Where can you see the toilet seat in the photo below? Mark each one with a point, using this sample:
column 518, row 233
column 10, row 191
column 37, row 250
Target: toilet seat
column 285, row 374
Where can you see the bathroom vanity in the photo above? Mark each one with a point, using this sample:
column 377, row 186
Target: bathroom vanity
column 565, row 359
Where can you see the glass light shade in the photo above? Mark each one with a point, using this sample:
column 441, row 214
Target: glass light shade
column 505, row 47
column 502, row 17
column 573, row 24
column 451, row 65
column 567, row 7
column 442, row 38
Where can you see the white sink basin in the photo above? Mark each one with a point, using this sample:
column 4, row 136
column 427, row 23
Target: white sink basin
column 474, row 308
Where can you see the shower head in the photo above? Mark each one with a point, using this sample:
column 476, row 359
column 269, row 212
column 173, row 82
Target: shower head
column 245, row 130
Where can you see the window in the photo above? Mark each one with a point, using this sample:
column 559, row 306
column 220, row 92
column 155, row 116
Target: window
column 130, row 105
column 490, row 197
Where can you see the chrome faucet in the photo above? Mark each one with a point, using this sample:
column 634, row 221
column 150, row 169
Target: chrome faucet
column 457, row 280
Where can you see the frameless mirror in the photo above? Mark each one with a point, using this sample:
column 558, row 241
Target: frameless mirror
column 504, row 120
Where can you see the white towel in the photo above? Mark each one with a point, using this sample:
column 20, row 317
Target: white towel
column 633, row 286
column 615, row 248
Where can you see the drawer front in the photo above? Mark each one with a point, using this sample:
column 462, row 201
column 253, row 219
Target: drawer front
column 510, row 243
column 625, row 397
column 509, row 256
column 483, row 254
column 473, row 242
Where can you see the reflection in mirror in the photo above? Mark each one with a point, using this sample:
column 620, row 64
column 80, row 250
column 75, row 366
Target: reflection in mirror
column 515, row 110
:::::
TASK INSTRUCTIONS:
Transcribe the records above exactly, but only from the line that contains "Where can you see the frameless" through their final line, inclusive.

SOLUTION FOR THIS TASK:
Where can you see the frameless mirror in the photo above? Mark each one with a point, using this sample:
column 558, row 241
Target: frameless mirror
column 504, row 120
Where can you see the white towel in the photo above? Mark each one with a point, using this sample:
column 20, row 317
Target: white towel
column 633, row 286
column 615, row 248
Where can you see the drawer front in the photo above? Mark each one with a point, using this sample:
column 462, row 201
column 253, row 219
Target: drawer front
column 510, row 243
column 625, row 397
column 509, row 256
column 483, row 254
column 473, row 242
Where can you see the reflection in mirror in the photo above? Mark each one with a point, using this sample:
column 620, row 64
column 80, row 250
column 75, row 366
Target: reflection in mirror
column 515, row 110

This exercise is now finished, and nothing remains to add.